── Articolo

Ma quelle che mi sembrano di maggior rilievo sono le motivazioni che vengono espresse in quella lettera di Labour e il fatto che non mi sembra trovino nella tua risposta una argomentazione critica convincente.
Le questioni - tra loro collegate – erano, e sono: .
- la necessità di esaminare le cause dei precedenti e falliti tentativi non solo per ovvii motivi, ma anche perché aggiungerne attualmente una altro non avrebbe, probabilmente, gli stessi effetti negativi marginali sull’ipotesi di riunificazione e sviluppo del movimento socialista. Cercare di evitare di ripetere e, possibilmente, di inventarsi nuovi errori non mi pare una preoccupazione fuori luogo. Inutile aggiungere che non c’è in questo nessuna critica a nessuno e nessuna voglia di aprire una polemica essendo ben diversa la questione che ci interessa e che merita tutt’altri livelli di impegno.
- Penso che sia vero che ci siano segnali di un interesse per la storia del socialismo e anche una domanda di socialismo per l’oggi, anche se magari espressa evitando accuratamente la parola socialismo, ma questo accresce le responsabilità di chi sente questa storia come attuale anche per affrontare il profondo declino culturale, sociale ed economico del nostro paese. Peraltro, più il tempo passa più la memoria del partito e del movimento socialista diventano questioni da uffici studi. Quindi mi sembra necessario considerare che una adesione delle nuove generazioni non può verificarsi sulla base dei meriti storici e dal solo richiamo ai valori ideali permanenti di un movimento socialista - eguaglianza e libertà – ma piuttosto con riferimento ad una identità Progettuale e Programmatica che avevamo costruito nel passato ma che oggi dovrebbe essere ricostruita per l’oggi. e per l’attuale futuro. Quale forma organizzativa – Partito, Movimento, Associazione o altro – sarà il frutto di un lavoro prima di tutto di presenza e di ricostruzione culturale. Il ventennio di vuoto politico trascorso non consente di rifarci, su queste questioni organizzative, al passato. Come interloquire con le nuove generazioni ma anche con quanti potrebbero essere partecipi, con quanti sono in attesa di una “sinistra”; come mai questa domanda di socialismo non è riuscita in tutti questi anni a darsi una evidenza, sono tutte questioni aperte che non mi sembra possano semplicemente essere rinviate ad un dopo.

────
── Dati forniti

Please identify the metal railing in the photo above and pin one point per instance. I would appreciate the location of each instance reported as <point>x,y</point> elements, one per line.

────

→ **Esercizio scritto 1**:
Secondo l'articolo sul movimento socialista, quali sono i valori ideali permanenti di quel movimento?
→ **Esercizio scritto 2**:
Scrivi il seguito dell'articolo sul movimento socialista, riprendendo dopo la sua ultima frase.

→ **Risposta scritta 1**:
Eguaglianza e libertà.

→ **Risposta scritta 2**:
- Tu citi alcuna dati relativi alla ricchezza degli italiani, alla pessima distribuzione della ricchezza nel nostro paese ma andrebbe anche tenuto presente che da un paio di decenni stiamo perdendo colpi rispetto ai nostri partner europei e che, ad esempio con il 2002 il nostro Pil pro capite è sceso sotto il valor medio dell’UE 15 e, dal 2005, sotto il valore medio della UE 25,. per non citare i dati sulla occupazione, ecc. E non si tratta certo di un nuovo modello di sviluppo ma di un declino ormai volto al degrado, non solo economico ma civile e culturale. Una tendenza negativa che tende a crescere con il passare del tempo. Mi sembra di rilevare che rispetto a questa crisi del paese – da non confondersi con la crisi internazionale – una proposta di sinistra sia del tutto assente. Mi sembra una questione da non rinviare, ma che deve essere preliminarmente affrontata, anche per verificare le possibili adesioni e le alleanze. Si tratta anche di individuare forme e strutture adeguate alle riforme che s’intendono necessarie e, altrimenti, impraticabili. Penso alla scuola ma anche alle capacità di elaborazioni strutturali e di raccordi con le variabili sociali, incominciando dal sistema dell’informazione. Anche queste non mi sembrano questione da rinviare ad un dopo.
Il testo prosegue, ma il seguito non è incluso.